START DATA FOR PROCESSING
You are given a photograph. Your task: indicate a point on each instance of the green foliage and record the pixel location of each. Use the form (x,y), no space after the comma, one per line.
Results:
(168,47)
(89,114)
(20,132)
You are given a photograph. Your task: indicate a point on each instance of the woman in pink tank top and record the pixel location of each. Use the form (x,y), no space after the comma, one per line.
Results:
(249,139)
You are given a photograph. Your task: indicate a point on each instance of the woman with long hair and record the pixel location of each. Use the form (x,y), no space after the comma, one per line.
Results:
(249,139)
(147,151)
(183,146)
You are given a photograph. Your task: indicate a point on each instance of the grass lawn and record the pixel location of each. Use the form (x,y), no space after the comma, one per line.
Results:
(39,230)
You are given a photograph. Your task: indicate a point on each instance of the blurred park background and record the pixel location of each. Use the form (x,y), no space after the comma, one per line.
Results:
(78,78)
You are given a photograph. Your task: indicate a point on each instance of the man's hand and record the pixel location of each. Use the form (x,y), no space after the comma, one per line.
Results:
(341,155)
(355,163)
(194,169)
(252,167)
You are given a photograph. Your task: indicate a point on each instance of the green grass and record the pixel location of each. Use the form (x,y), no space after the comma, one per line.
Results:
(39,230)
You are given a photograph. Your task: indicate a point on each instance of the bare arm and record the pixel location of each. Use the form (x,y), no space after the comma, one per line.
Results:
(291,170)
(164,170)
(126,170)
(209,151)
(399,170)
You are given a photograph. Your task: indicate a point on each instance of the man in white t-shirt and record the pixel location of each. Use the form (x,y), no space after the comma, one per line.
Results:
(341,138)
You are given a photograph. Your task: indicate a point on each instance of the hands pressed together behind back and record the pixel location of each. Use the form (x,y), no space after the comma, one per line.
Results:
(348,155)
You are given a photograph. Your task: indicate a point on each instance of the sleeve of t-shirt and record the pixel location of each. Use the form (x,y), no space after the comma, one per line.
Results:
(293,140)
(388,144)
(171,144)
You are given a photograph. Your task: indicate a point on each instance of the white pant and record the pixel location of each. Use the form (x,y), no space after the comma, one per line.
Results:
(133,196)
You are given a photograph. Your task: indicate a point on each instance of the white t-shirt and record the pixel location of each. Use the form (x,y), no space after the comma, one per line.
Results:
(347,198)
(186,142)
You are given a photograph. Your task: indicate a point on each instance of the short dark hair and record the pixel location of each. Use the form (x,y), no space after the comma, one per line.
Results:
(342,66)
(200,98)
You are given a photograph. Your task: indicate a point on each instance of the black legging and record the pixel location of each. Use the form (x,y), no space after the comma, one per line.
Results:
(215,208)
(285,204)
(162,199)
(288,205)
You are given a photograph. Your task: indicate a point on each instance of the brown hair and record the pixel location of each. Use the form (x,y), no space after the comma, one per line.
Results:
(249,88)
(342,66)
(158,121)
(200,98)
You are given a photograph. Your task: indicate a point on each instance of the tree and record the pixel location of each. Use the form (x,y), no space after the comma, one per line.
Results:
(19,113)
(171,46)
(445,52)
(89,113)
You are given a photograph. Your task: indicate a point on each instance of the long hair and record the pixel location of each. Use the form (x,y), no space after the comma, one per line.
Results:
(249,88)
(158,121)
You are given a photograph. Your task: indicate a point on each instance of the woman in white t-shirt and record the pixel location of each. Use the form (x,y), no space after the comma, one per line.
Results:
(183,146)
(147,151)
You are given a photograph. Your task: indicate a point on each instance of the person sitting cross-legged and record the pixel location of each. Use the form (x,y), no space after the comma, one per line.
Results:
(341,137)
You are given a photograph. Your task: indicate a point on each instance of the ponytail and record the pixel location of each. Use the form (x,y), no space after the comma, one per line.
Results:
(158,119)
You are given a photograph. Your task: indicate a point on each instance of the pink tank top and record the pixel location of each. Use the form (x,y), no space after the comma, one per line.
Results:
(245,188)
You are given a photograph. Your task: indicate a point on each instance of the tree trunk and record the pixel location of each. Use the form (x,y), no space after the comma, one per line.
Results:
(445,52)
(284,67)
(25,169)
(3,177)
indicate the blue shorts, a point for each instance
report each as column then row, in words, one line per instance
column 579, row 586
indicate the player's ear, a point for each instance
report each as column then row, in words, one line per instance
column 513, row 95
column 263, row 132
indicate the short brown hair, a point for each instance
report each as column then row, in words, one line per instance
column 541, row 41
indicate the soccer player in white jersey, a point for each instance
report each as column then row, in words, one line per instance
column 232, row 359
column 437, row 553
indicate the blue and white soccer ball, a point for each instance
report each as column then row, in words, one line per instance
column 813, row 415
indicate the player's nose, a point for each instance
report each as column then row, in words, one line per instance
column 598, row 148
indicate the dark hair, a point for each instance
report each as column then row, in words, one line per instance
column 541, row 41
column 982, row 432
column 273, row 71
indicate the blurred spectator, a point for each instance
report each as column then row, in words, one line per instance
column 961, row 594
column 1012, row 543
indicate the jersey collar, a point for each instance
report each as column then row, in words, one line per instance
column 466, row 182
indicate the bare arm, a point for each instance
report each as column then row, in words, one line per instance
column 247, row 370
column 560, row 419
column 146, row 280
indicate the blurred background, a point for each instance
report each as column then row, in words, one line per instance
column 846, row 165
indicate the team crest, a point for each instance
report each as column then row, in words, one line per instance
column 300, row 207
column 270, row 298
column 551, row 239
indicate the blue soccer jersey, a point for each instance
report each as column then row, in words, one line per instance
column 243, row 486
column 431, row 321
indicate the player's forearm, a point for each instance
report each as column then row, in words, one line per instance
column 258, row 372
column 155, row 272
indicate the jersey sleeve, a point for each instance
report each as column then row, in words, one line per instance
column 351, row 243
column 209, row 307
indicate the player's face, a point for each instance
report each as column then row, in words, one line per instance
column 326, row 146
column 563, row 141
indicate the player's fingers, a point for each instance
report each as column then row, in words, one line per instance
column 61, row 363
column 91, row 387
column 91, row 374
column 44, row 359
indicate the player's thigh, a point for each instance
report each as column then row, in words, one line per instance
END DATA FOR PROCESSING
[TASK DESCRIPTION]
Each line that contains the string "grass" should be copied from the data above.

[REPLY]
You are given a photograph. Your task: indicate a point on each instance of the grass lawn and record the pixel location of each. Use the form (x,y), no space after the comma, one per line.
You are given a photograph. Your task: indicate a point on each instance of the green grass and record the pixel location of each. Use the form (x,y), no space after the comma, one per line.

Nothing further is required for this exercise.